> Tarea
Copia palabra por palabra el texto sobre el asesinato de un profesor y el desprecio social hacia los docentes que aparece a continuación.

> Texto proporcionado
# # # # # # #

Pero no hay nada de normal en lo que ha sucedido, ni va a ser nada normal a partir de ahora. El problema no es el asesinato, que ya tiene lo suyo, sino el ninguneo social a los maestros, el poco valor mediático que se le da a los profesores dentro de un sistema educativo que han hundido los políticos con la colaboración del clientelismo sindical y de algunos compañeros docentes que aspiraban a puestos de mayor envergadura en la Administración.
El muchacho, a lo Columbine, mató a un profesor y no hay alarma social. Nadie se rasga las vestiduras, porque el docente y su labor psicopedagógica no interesan ni a padres, ni a madres, ni a las teles, ni a los políticos. Porque este país ha aprendido a vivir en la inopia y en la autodestrucción.
Los hijos con pasta van a la privada, las clases medias a colegios concertados y la pública ya no puede hacer más que lo que permite el voluntarismo de muchos profesores que actúan como padres, sacerdotes y psicólogos. Porque lo que interesa es una sociedad manipulable y una reforma educativa seria y profunda pone en jaque el negocio montado, empezando por la Universidad.
Han matado a un profesor y nadie ha temblado. Lo que significa que la sociedad percibe la educación, no como una solución a las desigualdades, sino como una enfermedad crónica que se cura con dinero.

# # # # # # #

> Datos registrados
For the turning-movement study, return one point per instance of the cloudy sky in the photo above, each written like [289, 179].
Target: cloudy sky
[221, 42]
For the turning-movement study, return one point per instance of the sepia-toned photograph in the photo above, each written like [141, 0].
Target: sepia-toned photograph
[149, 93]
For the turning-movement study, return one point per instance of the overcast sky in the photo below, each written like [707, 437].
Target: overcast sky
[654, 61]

# # # # # # #

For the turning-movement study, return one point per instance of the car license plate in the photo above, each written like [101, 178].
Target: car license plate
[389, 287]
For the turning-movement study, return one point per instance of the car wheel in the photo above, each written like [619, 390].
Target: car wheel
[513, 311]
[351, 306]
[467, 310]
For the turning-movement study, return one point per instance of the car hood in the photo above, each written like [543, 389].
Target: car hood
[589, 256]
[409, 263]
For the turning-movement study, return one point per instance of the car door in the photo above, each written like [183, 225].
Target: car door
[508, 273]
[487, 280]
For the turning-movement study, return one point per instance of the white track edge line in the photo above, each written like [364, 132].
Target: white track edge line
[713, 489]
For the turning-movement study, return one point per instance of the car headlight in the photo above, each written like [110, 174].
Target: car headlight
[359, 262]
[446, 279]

# # # # # # #

> Respuesta
Pero no hay nada de normal en lo que ha sucedido, ni va a ser nada normal a partir de ahora. El problema no es el asesinato, que ya tiene lo suyo, sino el ninguneo social a los maestros, el poco valor mediático que se le da a los profesores dentro de un sistema educativo que han hundido los políticos con la colaboración del clientelismo sindical y de algunos compañeros docentes que aspiraban a puestos de mayor envergadura en la Administración.
El muchacho, a lo Columbine, mató a un profesor y no hay alarma social. Nadie se rasga las vestiduras, porque el docente y su labor psicopedagógica no interesan ni a padres, ni a madres, ni a las teles, ni a los políticos. Porque este país ha aprendido a vivir en la inopia y en la autodestrucción.
Los hijos con pasta van a la privada, las clases medias a colegios concertados y la pública ya no puede hacer más que lo que permite el voluntarismo de muchos profesores que actúan como padres, sacerdotes y psicólogos. Porque lo que interesa es una sociedad manipulable y una reforma educativa seria y profunda pone en jaque el negocio montado, empezando por la Universidad.
Han matado a un profesor y nadie ha temblado. Lo que significa que la sociedad percibe la educación, no como una solución a las desigualdades, sino como una enfermedad crónica que se cura con dinero.